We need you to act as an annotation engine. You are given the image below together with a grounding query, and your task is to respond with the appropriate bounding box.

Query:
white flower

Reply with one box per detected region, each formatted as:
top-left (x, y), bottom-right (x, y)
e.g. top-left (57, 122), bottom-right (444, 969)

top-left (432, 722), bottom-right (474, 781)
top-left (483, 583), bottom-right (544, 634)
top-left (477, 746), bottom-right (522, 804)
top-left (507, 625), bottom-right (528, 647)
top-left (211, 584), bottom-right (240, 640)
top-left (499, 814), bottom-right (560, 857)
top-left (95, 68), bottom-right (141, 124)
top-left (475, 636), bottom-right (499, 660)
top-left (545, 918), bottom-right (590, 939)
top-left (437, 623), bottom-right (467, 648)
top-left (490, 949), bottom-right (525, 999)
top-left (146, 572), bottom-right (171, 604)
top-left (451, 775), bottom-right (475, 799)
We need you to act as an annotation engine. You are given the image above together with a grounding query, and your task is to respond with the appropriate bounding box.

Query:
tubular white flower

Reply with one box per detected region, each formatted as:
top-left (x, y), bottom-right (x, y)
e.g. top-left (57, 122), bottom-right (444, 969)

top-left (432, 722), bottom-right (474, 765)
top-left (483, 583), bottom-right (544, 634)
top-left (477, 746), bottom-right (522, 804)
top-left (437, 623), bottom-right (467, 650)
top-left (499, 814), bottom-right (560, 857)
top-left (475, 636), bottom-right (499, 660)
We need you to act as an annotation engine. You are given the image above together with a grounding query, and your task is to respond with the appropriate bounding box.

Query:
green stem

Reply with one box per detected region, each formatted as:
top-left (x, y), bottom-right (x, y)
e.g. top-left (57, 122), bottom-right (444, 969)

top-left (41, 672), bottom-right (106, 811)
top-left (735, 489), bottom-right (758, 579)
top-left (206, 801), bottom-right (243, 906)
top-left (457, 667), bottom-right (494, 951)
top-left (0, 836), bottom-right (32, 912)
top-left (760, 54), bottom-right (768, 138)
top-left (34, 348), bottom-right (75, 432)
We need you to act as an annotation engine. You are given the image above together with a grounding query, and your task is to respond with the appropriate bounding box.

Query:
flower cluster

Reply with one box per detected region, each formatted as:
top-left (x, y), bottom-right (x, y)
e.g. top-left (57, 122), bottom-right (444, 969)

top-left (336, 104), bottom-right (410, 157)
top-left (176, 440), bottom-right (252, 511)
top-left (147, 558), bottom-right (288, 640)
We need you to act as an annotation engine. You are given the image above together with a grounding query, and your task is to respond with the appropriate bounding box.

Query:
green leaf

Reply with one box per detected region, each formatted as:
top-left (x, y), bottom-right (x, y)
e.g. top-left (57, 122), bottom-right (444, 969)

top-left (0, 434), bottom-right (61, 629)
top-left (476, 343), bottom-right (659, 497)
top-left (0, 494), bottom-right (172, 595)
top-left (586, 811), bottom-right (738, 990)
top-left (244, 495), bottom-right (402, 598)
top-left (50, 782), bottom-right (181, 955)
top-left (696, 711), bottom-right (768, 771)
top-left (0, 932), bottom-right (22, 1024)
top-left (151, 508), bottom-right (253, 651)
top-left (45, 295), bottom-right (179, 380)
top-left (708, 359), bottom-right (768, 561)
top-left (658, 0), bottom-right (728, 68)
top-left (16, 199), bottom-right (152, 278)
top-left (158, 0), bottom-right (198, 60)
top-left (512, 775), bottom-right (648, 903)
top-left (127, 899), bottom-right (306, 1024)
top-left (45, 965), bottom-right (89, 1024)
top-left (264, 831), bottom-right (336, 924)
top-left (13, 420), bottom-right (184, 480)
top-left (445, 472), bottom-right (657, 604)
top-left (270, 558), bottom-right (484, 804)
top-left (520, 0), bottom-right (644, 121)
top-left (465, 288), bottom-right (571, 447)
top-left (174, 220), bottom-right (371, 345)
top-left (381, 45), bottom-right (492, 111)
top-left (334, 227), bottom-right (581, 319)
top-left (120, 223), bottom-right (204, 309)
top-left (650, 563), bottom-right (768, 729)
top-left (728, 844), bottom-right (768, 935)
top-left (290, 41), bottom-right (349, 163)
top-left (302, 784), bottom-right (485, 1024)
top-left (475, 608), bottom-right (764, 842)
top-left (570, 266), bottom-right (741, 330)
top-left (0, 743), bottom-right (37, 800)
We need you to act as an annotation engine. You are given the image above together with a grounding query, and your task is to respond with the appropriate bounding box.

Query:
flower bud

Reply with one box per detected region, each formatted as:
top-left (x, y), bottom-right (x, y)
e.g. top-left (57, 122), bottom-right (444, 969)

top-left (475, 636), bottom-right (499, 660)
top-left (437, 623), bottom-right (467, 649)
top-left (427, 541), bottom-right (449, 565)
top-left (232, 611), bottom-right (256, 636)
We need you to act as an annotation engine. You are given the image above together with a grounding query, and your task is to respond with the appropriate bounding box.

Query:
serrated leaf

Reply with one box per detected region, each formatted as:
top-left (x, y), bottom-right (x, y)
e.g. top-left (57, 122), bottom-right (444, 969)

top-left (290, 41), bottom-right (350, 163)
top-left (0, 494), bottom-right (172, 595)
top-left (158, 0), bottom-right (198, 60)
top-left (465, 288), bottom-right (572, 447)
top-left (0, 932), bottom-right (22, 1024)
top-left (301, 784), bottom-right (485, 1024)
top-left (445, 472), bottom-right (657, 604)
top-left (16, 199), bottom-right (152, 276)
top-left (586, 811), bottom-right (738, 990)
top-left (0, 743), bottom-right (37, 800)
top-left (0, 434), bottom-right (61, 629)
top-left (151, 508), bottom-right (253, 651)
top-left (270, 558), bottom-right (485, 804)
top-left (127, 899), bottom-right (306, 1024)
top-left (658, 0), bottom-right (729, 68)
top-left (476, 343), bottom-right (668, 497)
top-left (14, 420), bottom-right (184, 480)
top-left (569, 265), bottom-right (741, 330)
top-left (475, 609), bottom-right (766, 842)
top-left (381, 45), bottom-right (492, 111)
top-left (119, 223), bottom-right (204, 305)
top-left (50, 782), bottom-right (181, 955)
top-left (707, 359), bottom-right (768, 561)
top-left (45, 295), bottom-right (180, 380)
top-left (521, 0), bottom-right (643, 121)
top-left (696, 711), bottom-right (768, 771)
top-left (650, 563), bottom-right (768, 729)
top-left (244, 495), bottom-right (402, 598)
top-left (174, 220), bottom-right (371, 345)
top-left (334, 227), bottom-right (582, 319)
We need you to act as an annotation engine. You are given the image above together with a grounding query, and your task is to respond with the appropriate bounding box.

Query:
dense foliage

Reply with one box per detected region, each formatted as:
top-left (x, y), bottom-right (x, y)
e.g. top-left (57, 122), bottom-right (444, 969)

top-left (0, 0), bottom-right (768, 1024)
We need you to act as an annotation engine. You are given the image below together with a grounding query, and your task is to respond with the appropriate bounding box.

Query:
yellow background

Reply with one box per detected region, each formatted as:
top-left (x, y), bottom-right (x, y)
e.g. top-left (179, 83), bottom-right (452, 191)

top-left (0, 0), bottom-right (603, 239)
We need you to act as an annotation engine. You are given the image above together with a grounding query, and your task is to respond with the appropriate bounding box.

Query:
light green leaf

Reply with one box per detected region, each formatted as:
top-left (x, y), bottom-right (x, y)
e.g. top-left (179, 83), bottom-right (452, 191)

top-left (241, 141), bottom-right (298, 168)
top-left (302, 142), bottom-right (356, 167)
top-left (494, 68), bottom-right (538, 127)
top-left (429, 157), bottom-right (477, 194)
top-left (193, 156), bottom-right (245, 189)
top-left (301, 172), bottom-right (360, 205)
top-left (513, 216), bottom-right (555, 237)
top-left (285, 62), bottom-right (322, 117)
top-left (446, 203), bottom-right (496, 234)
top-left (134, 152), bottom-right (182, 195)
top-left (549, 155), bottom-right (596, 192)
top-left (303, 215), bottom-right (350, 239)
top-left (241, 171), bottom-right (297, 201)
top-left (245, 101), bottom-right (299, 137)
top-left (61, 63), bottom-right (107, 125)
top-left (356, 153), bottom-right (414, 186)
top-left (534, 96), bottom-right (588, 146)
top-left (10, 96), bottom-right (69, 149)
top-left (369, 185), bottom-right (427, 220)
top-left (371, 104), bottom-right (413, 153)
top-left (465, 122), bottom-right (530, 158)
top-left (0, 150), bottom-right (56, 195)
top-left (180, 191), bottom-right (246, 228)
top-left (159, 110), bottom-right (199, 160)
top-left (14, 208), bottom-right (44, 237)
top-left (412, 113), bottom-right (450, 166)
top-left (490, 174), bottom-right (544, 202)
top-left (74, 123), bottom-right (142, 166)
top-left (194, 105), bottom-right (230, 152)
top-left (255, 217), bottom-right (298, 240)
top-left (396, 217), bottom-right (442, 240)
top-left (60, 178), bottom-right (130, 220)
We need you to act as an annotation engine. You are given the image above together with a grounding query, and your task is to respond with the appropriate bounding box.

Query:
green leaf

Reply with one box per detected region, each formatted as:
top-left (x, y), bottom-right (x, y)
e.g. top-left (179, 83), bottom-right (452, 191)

⁂

▶ WHAT THIS TASK INVOLVES:
Reproduce the listing above exactly, from its first line through the line containing "top-left (451, 775), bottom-right (475, 799)", including both of those lines.

▶ TASK SOLUTION:
We need you to act as an annotation engine. You are given the image below together with a grounding query, and your task is to respond with the appropriate bounding box.

Query:
white flower

Reply with one box per detected region, each formatted as:
top-left (x, y), bottom-right (x, y)
e.g. top-left (57, 122), bottom-right (444, 969)

top-left (432, 722), bottom-right (474, 781)
top-left (483, 583), bottom-right (544, 634)
top-left (477, 746), bottom-right (522, 804)
top-left (507, 625), bottom-right (528, 647)
top-left (211, 584), bottom-right (240, 640)
top-left (499, 814), bottom-right (560, 857)
top-left (95, 68), bottom-right (141, 124)
top-left (475, 636), bottom-right (499, 660)
top-left (545, 918), bottom-right (590, 939)
top-left (437, 623), bottom-right (467, 648)
top-left (490, 949), bottom-right (525, 999)
top-left (146, 572), bottom-right (171, 604)
top-left (451, 775), bottom-right (475, 799)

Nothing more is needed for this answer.